▸ **PROBLEM STATEMENT**
Rescale the items from the line with "Segment every instance of the overcast" to the line with "1113], [839, 1107]]", both lines included, and write out only those lines, requests too. Multiply every x and y coordinate in the answers by 1.05, rounding each result to a whole number with halves rounded up.

▸ **INFORMATION SUPPLIED**
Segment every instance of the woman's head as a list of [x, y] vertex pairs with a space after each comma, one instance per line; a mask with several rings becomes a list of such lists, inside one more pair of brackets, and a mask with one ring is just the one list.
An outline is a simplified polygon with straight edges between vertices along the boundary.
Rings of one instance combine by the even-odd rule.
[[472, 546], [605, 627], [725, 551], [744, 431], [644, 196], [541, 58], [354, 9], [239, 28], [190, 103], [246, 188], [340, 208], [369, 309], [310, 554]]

==

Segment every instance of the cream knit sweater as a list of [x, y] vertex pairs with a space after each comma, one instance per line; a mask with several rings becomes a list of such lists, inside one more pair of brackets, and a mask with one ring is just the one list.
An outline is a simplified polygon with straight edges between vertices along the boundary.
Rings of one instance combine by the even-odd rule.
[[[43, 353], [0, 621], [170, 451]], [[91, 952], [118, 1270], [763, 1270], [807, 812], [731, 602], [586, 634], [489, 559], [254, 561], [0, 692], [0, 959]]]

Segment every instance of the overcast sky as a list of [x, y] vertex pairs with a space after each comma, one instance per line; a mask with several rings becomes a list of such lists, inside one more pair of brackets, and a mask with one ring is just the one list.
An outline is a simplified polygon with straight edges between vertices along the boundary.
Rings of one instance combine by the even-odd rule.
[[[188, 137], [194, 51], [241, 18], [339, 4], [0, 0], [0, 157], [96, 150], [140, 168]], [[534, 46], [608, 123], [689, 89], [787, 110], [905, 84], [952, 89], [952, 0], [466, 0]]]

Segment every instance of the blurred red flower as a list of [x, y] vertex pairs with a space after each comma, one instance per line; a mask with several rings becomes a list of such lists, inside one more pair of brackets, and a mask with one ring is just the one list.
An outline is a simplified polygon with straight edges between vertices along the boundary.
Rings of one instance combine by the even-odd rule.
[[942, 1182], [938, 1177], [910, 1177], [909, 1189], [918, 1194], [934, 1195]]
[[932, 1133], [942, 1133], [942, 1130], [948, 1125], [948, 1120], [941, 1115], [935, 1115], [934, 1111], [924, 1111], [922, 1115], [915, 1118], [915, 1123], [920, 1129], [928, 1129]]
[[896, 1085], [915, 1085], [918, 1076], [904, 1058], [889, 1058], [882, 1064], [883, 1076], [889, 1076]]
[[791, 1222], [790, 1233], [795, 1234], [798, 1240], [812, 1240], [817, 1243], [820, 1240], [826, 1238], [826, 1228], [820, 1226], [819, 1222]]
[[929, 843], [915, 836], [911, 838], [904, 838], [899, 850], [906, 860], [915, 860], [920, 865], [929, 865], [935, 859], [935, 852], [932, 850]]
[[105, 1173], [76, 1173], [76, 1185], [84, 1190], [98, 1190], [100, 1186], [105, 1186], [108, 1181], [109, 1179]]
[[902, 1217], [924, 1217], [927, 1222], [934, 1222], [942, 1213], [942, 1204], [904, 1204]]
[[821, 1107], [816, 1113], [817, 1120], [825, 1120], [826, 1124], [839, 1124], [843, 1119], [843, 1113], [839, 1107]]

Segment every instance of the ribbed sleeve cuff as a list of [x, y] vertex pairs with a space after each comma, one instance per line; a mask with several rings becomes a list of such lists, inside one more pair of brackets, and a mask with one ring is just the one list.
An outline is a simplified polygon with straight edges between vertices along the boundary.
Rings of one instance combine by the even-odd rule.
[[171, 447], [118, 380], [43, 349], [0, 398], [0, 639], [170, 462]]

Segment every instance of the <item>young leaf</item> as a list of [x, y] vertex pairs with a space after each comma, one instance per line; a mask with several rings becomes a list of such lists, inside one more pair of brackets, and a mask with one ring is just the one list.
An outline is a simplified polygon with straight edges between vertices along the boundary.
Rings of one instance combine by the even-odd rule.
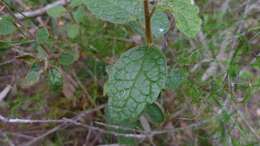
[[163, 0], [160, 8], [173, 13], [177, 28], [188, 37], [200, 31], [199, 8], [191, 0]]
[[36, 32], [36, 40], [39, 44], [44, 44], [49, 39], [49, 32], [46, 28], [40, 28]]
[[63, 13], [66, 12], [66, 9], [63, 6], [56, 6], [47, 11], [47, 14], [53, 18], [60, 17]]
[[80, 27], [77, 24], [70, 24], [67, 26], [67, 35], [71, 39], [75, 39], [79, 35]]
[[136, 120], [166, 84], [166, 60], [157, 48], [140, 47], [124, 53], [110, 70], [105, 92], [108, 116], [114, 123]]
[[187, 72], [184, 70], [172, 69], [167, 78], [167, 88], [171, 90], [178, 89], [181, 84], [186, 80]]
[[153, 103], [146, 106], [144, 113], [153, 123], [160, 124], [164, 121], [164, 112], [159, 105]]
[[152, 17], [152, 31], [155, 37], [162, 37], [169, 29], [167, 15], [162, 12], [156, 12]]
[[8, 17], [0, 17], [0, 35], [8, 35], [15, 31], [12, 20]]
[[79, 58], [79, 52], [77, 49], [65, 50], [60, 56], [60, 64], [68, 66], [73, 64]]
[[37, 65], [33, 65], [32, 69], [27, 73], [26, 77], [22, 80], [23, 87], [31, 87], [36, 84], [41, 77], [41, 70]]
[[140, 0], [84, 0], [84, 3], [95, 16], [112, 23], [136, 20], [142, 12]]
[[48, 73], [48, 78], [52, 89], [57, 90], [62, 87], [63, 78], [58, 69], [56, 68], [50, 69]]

▸ **THE COMPLETED TASK**
Segment every instance of the overcast sky as a list of [x, y] vertex pairs with a space after each comma, one instance per line; a mask with several rings becomes a list of such lists, inside one more pair of brackets, and a mask with one ring is just the one list.
An outline is a simplified polygon with straight edges between vertices along the boundary.
Rings of one instance combine by the even-odd rule.
[[[197, 144], [204, 54], [253, 19], [356, 4], [0, 0], [0, 165], [101, 158], [147, 176]], [[561, 48], [638, 129], [723, 93], [826, 116], [950, 88], [1000, 93], [1000, 0], [489, 0]]]

Segment every instance of the blurred red flower as a list of [x, y] vertex pairs with a space after each comma, one instance per line; a mask with several rings becomes a list of such lists, inside one more pair of brackets, and a mask with one ring is just the one list.
An outline is a simplified polygon with straight edges between vertices along the boundary.
Rings of one instance combine by the even-odd rule.
[[989, 1241], [985, 1236], [956, 1236], [954, 1248], [964, 1254], [981, 1255]]
[[979, 1190], [989, 1190], [989, 1187], [995, 1181], [995, 1176], [988, 1171], [982, 1171], [981, 1167], [970, 1167], [968, 1171], [961, 1174], [961, 1179], [966, 1185], [974, 1185]]
[[941, 1139], [961, 1139], [964, 1130], [949, 1111], [933, 1111], [926, 1117], [927, 1130], [933, 1130]]
[[831, 1283], [830, 1295], [835, 1296], [838, 1302], [853, 1302], [858, 1305], [861, 1302], [867, 1300], [867, 1289], [861, 1287], [860, 1283]]
[[975, 885], [961, 878], [957, 880], [949, 880], [944, 893], [951, 903], [961, 903], [966, 908], [975, 908], [982, 902], [982, 895], [979, 893]]
[[110, 1232], [80, 1232], [80, 1244], [88, 1250], [103, 1250], [105, 1245], [110, 1245], [113, 1240], [114, 1238]]
[[947, 1278], [970, 1278], [973, 1283], [981, 1283], [989, 1274], [989, 1264], [949, 1264]]
[[862, 1162], [857, 1169], [858, 1176], [866, 1176], [867, 1180], [881, 1180], [885, 1175], [885, 1169], [881, 1162]]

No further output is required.